### Passage to read
= = = = = = =
We have been so happy, yes, so happy with that, uh, because because we didn't expect that. Um it was for a for an unknown small production in Berlin, Germany. Some having someone like Dr. Romini from from LA and from the US in our project, yeah, is is is not a small thing, it's a huge uh advantage for the for the film. And while she was there, it was it was very interesting because she also gave us a lot of amazing feedback to their script and to their stories.

SPEAKER_05

And she also she also told us uh, for example, about the about the Michael's character in the film, because because we had originally uh other castings and other candidates for for the role, and she she she told us that that if this story is if you want this story to work, you need to cast Michael with this um with this type of person, he needs to have those kind of characteristics so that it works in the story.

SPEAKER_03

Exactly. Got it, right? Exactly. And and and with that, with that we could also cast the right the right actor for for Michael's role. Um and yeah, she was amazing. And um we learned I personally learned a lot uh during the interviews with her, and I I I I remember that many of crew members they came to me and they told me I never knew that a narcissistic person is like this. And they were just surprised, and that was that that was amazing. That was amazing. Well, I think she's she's an amazing amazing person.

SPEAKER_01

So she well, I'm super jealous that you got to meet her, and I think that it's really I think it's really fantastic and great. And so, and I'm glad that she came in on this because there's really important behavior patterns like you were talking about, Allie, that your crew was like, I didn't realize that that was narcissistic abuse. What do you what were some of those? And they can be specific to maybe what your um cast and crew came up with, but what are the patterns that you feel are the most important for the audiences for the audience to realize during the film or recognize during the film? We know the the very obvious stuff, but what kind of undertones are you hoping that they realize?
= = = = = = =
### The task
Update everything in the interview transcript from "Exactly. Got it, right?" down to "amazing amazing person.", and put "team members" in place of "crew members".

### Rows
= = = = = = =
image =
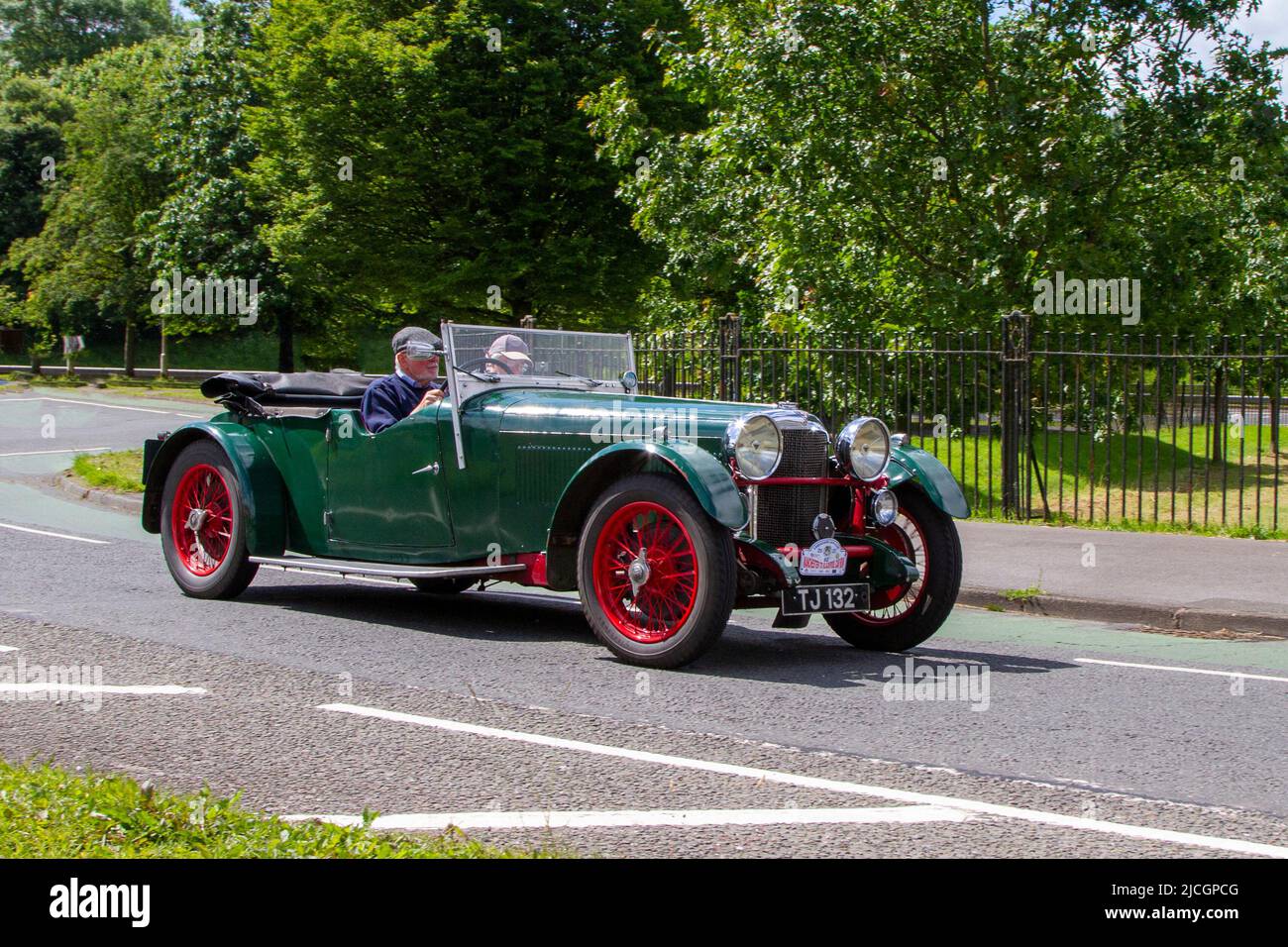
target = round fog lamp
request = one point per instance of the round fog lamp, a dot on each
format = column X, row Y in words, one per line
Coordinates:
column 884, row 506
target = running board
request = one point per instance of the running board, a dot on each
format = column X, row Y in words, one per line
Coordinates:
column 352, row 567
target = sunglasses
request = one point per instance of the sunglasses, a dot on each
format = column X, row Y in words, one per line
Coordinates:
column 421, row 351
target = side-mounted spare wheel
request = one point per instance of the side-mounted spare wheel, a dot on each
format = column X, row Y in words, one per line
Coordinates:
column 202, row 528
column 657, row 577
column 907, row 615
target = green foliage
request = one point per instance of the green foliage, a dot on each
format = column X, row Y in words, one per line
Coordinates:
column 50, row 813
column 89, row 261
column 31, row 149
column 926, row 161
column 38, row 35
column 472, row 166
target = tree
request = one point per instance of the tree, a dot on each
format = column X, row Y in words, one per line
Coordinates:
column 925, row 162
column 429, row 158
column 31, row 151
column 90, row 262
column 206, row 227
column 38, row 35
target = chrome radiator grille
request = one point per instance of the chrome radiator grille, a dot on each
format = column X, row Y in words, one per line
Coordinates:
column 786, row 513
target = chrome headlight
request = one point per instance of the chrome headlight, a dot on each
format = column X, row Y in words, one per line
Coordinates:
column 755, row 446
column 863, row 447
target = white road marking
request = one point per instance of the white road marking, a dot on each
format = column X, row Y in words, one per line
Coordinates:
column 59, row 535
column 618, row 818
column 827, row 785
column 103, row 403
column 55, row 686
column 1186, row 671
column 65, row 450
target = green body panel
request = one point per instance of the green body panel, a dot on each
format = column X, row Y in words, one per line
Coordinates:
column 910, row 463
column 707, row 476
column 257, row 471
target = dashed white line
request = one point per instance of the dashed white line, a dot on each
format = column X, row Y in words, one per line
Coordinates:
column 103, row 403
column 58, row 535
column 1037, row 815
column 632, row 818
column 56, row 686
column 65, row 450
column 1186, row 671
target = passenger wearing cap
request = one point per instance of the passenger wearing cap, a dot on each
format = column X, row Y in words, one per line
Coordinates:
column 411, row 386
column 511, row 352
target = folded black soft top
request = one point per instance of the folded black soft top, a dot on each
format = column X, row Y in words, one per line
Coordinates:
column 300, row 388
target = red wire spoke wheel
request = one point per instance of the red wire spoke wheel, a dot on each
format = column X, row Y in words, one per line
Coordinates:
column 645, row 573
column 905, row 615
column 201, row 519
column 202, row 532
column 656, row 574
column 890, row 604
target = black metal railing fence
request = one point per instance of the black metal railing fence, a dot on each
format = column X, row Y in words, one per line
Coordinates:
column 1080, row 427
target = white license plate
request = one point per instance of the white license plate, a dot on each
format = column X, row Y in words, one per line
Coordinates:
column 820, row 599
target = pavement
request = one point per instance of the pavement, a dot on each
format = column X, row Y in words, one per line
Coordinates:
column 1160, row 579
column 498, row 710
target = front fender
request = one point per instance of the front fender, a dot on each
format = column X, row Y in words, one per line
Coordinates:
column 261, row 483
column 910, row 463
column 708, row 479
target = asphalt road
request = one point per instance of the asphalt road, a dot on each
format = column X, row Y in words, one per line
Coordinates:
column 329, row 697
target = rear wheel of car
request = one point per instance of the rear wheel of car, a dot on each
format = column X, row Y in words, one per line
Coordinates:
column 445, row 586
column 907, row 615
column 656, row 574
column 202, row 528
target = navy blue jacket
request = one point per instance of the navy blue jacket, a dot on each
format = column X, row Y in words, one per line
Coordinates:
column 389, row 399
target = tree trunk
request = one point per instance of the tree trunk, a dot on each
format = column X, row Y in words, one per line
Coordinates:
column 1220, row 415
column 130, row 344
column 284, row 342
column 163, row 364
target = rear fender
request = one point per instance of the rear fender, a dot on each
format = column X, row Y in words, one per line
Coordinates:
column 913, row 464
column 261, row 483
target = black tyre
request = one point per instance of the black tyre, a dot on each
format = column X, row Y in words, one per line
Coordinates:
column 202, row 525
column 907, row 615
column 656, row 574
column 445, row 586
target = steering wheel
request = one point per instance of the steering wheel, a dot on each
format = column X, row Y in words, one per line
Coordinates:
column 487, row 360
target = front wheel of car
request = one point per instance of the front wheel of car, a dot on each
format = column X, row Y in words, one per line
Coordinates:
column 202, row 525
column 906, row 615
column 656, row 574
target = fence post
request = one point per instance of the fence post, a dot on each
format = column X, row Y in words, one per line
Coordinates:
column 730, row 356
column 1016, row 375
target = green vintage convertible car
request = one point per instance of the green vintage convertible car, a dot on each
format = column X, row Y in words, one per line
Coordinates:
column 664, row 513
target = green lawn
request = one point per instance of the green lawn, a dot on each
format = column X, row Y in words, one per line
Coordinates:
column 1086, row 480
column 47, row 812
column 120, row 472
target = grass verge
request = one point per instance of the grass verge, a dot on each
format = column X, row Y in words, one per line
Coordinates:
column 120, row 472
column 47, row 812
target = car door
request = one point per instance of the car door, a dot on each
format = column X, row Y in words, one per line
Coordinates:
column 386, row 489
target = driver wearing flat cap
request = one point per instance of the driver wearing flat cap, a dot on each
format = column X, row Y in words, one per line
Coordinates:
column 511, row 354
column 411, row 386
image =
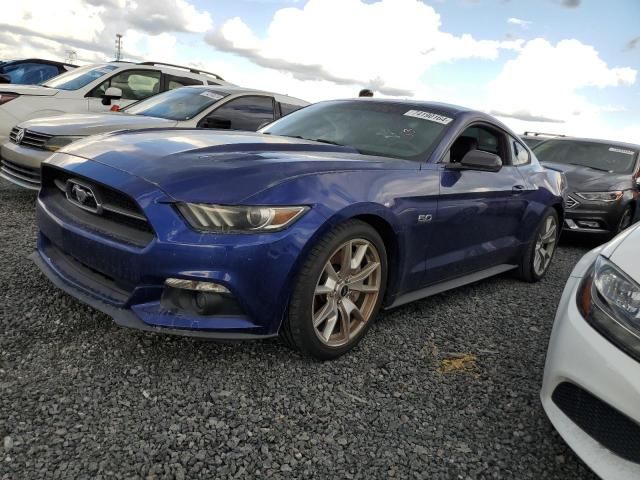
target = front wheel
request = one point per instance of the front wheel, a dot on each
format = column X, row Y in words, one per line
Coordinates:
column 537, row 258
column 338, row 291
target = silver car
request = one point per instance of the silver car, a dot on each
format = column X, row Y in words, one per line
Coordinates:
column 218, row 107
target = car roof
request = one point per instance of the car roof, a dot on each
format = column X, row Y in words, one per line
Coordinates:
column 181, row 70
column 38, row 60
column 233, row 90
column 614, row 143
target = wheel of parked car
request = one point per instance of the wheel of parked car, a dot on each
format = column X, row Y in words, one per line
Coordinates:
column 338, row 291
column 537, row 258
column 625, row 220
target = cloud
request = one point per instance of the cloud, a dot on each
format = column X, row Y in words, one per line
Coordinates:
column 519, row 22
column 385, row 45
column 89, row 26
column 544, row 82
column 633, row 43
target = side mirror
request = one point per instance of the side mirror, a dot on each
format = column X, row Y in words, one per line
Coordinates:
column 216, row 122
column 112, row 93
column 478, row 160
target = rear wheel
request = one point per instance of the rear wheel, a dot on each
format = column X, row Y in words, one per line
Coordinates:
column 537, row 258
column 338, row 292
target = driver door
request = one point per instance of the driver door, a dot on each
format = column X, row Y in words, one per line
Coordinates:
column 479, row 212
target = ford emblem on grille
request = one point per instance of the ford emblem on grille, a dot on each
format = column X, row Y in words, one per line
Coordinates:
column 83, row 196
column 19, row 135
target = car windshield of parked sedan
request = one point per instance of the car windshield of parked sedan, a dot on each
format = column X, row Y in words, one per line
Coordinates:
column 179, row 104
column 79, row 77
column 373, row 128
column 597, row 156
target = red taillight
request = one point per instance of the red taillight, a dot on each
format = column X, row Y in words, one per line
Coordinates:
column 7, row 97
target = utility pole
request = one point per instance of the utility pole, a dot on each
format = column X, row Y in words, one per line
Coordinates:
column 71, row 56
column 118, row 47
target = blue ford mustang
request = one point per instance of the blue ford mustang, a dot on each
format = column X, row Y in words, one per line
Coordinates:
column 305, row 229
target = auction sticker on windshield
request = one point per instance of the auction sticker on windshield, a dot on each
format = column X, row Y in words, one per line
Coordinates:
column 619, row 150
column 432, row 117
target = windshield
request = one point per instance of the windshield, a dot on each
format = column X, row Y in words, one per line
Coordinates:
column 598, row 156
column 373, row 128
column 79, row 77
column 179, row 104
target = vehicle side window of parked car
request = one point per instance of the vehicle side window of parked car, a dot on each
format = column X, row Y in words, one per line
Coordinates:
column 287, row 108
column 177, row 82
column 478, row 137
column 519, row 154
column 135, row 84
column 30, row 73
column 242, row 113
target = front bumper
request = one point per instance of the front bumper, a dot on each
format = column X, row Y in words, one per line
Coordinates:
column 579, row 356
column 127, row 281
column 601, row 217
column 21, row 165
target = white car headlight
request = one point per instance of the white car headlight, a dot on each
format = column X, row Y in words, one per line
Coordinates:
column 610, row 301
column 601, row 196
column 56, row 143
column 239, row 219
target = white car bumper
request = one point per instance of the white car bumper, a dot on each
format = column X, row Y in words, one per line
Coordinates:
column 21, row 164
column 581, row 356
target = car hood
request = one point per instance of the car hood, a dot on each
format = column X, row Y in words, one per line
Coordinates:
column 91, row 124
column 222, row 167
column 28, row 90
column 590, row 180
column 625, row 255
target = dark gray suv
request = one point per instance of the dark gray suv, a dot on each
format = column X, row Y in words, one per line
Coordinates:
column 603, row 181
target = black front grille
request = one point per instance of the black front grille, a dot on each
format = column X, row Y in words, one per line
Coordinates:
column 119, row 216
column 30, row 138
column 20, row 173
column 601, row 421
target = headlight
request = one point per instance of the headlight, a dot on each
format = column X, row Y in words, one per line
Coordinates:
column 610, row 301
column 222, row 219
column 601, row 196
column 56, row 143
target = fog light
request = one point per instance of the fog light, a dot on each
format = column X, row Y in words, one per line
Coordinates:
column 196, row 285
column 198, row 298
column 588, row 223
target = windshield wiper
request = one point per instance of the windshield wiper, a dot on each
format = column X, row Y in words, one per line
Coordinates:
column 592, row 168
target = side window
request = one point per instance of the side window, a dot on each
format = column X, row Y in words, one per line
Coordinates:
column 478, row 137
column 177, row 82
column 519, row 154
column 287, row 108
column 135, row 84
column 245, row 113
column 31, row 73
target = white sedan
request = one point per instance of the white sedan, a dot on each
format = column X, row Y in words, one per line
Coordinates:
column 591, row 387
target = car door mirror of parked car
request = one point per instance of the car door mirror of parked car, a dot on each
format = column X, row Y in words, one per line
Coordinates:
column 216, row 122
column 112, row 93
column 478, row 160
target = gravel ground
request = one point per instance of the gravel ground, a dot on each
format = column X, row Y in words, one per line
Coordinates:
column 83, row 398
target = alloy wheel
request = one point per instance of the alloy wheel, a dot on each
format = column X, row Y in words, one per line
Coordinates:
column 346, row 292
column 545, row 245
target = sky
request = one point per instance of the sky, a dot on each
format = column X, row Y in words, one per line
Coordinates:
column 556, row 66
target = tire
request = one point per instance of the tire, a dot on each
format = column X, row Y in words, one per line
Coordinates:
column 528, row 269
column 326, row 291
column 626, row 220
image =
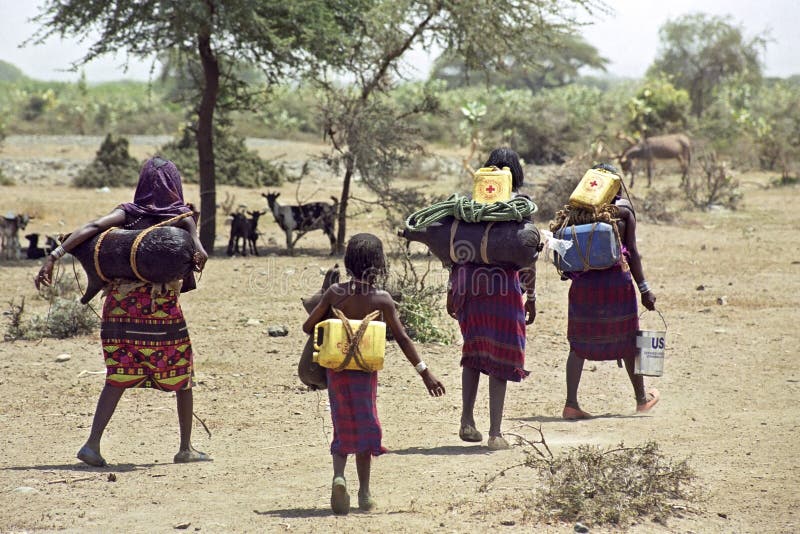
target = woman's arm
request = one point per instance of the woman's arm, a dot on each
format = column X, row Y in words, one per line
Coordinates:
column 527, row 278
column 87, row 231
column 387, row 307
column 200, row 254
column 635, row 261
column 318, row 314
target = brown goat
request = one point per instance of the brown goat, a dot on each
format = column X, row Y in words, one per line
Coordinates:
column 673, row 146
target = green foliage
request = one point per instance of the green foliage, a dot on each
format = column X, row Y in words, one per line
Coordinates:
column 235, row 163
column 10, row 72
column 549, row 126
column 699, row 52
column 113, row 166
column 419, row 302
column 658, row 108
column 775, row 124
column 555, row 64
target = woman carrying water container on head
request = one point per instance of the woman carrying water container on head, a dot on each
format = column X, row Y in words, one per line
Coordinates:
column 603, row 313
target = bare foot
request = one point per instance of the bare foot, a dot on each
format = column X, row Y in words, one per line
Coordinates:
column 91, row 457
column 573, row 414
column 186, row 456
column 653, row 396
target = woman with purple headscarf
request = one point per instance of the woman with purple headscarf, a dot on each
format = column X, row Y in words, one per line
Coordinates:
column 144, row 335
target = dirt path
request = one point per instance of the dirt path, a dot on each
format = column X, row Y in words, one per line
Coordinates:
column 729, row 390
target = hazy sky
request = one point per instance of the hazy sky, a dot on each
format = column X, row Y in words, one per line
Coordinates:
column 628, row 37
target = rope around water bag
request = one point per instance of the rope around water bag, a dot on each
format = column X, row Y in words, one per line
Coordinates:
column 465, row 209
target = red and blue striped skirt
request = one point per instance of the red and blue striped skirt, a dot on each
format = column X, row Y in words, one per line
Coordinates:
column 145, row 339
column 491, row 314
column 354, row 411
column 603, row 314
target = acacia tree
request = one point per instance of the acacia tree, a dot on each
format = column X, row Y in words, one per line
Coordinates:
column 700, row 52
column 373, row 136
column 276, row 36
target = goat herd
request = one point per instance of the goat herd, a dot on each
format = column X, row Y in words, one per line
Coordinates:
column 10, row 225
column 295, row 221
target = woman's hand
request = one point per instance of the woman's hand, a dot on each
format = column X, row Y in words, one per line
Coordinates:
column 435, row 388
column 649, row 300
column 200, row 257
column 45, row 276
column 530, row 311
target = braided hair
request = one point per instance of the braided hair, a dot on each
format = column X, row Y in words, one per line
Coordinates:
column 607, row 213
column 364, row 258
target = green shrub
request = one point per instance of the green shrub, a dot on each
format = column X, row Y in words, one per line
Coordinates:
column 113, row 166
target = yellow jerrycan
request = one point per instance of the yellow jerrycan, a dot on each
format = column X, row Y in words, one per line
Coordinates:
column 597, row 187
column 331, row 345
column 492, row 185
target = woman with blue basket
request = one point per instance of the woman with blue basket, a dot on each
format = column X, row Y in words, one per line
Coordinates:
column 603, row 312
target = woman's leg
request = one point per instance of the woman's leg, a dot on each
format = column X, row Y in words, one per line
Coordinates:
column 187, row 453
column 574, row 372
column 106, row 405
column 340, row 499
column 643, row 401
column 363, row 465
column 497, row 397
column 185, row 407
column 469, row 392
column 637, row 381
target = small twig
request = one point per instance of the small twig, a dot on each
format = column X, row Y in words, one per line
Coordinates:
column 70, row 480
column 202, row 423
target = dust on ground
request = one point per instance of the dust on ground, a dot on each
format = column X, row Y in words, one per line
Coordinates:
column 727, row 282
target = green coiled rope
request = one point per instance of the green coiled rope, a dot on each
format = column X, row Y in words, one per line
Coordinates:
column 465, row 209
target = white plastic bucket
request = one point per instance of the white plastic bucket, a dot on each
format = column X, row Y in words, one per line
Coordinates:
column 652, row 346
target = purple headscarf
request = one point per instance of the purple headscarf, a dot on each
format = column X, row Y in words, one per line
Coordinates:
column 159, row 192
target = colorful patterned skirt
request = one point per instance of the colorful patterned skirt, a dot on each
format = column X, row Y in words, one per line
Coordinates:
column 491, row 314
column 145, row 339
column 354, row 411
column 603, row 314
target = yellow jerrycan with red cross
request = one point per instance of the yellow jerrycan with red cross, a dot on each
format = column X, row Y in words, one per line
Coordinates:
column 492, row 185
column 597, row 187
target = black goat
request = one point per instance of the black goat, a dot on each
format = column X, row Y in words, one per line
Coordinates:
column 34, row 252
column 246, row 230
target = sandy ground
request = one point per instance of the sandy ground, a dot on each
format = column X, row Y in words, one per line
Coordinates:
column 729, row 391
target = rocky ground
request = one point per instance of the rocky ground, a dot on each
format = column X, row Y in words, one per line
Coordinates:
column 727, row 282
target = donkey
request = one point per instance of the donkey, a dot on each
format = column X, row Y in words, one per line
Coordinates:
column 673, row 146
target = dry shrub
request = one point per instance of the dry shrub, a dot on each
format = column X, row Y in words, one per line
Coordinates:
column 717, row 186
column 65, row 316
column 419, row 297
column 598, row 486
column 558, row 182
column 618, row 485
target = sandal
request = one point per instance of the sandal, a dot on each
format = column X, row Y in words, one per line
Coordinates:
column 365, row 502
column 89, row 456
column 190, row 455
column 340, row 499
column 470, row 433
column 653, row 396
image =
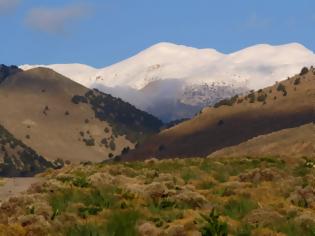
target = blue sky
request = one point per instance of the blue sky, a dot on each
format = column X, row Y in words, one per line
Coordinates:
column 102, row 32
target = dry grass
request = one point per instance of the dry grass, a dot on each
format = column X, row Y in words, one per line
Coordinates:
column 163, row 197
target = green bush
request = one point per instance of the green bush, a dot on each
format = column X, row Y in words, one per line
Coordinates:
column 297, row 81
column 214, row 226
column 238, row 208
column 304, row 71
column 122, row 223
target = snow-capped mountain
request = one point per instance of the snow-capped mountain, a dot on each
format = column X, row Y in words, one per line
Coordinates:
column 174, row 81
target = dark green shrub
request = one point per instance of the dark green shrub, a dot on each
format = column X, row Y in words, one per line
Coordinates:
column 214, row 226
column 238, row 208
column 304, row 71
column 297, row 81
column 122, row 223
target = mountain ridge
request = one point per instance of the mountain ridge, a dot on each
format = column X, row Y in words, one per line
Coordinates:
column 250, row 68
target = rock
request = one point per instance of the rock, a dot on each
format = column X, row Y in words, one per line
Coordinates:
column 156, row 190
column 259, row 175
column 175, row 230
column 151, row 161
column 34, row 225
column 263, row 217
column 190, row 198
column 148, row 229
column 303, row 197
column 306, row 219
column 100, row 179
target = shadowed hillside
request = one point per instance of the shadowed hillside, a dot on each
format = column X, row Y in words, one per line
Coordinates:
column 16, row 159
column 38, row 107
column 292, row 142
column 288, row 104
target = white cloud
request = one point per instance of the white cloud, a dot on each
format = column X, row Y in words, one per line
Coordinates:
column 56, row 20
column 8, row 5
column 256, row 22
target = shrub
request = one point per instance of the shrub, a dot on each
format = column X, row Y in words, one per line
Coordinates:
column 280, row 87
column 262, row 97
column 214, row 226
column 80, row 182
column 238, row 208
column 304, row 71
column 85, row 230
column 297, row 81
column 122, row 223
column 112, row 145
column 76, row 99
column 251, row 97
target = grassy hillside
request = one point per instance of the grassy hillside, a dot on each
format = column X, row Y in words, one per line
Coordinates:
column 294, row 142
column 17, row 159
column 239, row 196
column 39, row 108
column 288, row 104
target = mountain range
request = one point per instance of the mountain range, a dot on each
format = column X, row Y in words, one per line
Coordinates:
column 174, row 82
column 226, row 127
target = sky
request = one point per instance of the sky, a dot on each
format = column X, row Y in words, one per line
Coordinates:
column 102, row 32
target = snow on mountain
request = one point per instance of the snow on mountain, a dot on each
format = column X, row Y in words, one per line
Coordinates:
column 204, row 76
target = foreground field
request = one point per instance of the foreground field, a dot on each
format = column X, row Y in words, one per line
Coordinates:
column 217, row 196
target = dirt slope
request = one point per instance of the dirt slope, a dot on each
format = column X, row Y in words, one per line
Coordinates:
= = = = = = =
### Finished task
Exactly. Got it, right? Exactly. And and and with that, with that we could also cast the right the right actor for for Michael's role. Um and yeah, she was amazing. And um we learned I personally learned a lot uh during the interviews with her, and I I I I remember that many of team members they came to me and they told me I never knew that a narcissistic person is like this. And they were just surprised, and that was that that was amazing. That was amazing. Well, I think she's she's an amazing amazing person.